:: RECORDED DATA ::

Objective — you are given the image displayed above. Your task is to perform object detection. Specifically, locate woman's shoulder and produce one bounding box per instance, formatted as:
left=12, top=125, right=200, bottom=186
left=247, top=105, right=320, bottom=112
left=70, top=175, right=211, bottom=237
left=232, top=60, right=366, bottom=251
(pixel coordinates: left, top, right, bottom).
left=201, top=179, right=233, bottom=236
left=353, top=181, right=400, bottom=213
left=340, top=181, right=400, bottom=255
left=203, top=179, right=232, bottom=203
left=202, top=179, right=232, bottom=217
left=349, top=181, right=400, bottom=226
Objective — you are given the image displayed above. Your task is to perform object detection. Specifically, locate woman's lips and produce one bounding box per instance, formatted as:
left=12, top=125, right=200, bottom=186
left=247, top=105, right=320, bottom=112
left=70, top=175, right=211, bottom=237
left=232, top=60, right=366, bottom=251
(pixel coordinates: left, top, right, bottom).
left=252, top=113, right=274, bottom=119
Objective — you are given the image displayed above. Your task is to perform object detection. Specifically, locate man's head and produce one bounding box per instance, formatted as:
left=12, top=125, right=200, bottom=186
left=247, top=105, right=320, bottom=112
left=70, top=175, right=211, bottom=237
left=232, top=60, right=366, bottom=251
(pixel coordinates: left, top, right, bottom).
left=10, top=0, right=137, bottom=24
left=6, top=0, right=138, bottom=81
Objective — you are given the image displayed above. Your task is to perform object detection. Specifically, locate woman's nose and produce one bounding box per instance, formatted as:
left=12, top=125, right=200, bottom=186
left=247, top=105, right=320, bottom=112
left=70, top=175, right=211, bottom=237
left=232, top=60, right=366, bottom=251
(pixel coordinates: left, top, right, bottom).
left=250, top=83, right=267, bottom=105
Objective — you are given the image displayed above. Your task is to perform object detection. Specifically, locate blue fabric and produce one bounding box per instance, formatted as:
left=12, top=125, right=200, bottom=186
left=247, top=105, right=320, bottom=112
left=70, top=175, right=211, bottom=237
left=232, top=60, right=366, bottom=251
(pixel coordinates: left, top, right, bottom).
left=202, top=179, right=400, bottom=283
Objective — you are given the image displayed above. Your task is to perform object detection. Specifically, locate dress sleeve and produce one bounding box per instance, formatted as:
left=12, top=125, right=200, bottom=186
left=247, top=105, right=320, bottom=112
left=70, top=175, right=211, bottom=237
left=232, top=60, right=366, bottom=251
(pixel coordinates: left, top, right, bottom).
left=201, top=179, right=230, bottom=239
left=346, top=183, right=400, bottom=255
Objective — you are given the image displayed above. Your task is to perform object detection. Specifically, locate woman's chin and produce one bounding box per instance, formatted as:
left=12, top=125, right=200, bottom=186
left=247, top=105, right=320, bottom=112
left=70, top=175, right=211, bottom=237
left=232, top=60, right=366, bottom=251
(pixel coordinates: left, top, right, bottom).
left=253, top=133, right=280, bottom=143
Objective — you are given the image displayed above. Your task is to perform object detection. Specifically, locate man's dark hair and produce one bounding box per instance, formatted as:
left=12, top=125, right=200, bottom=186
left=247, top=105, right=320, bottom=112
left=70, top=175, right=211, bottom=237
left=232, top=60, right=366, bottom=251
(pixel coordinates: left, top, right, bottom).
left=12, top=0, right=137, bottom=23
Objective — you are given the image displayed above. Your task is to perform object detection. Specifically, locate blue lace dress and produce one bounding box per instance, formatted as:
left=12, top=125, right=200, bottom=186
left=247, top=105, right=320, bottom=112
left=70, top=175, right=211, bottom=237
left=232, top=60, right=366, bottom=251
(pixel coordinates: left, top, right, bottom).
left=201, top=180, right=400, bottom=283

:::

EXERCISE DETAILS ->
Check each line of the listing above for the string "dress", then please give the number of lines where it appears and nothing else.

EXERCISE SOLUTION ->
2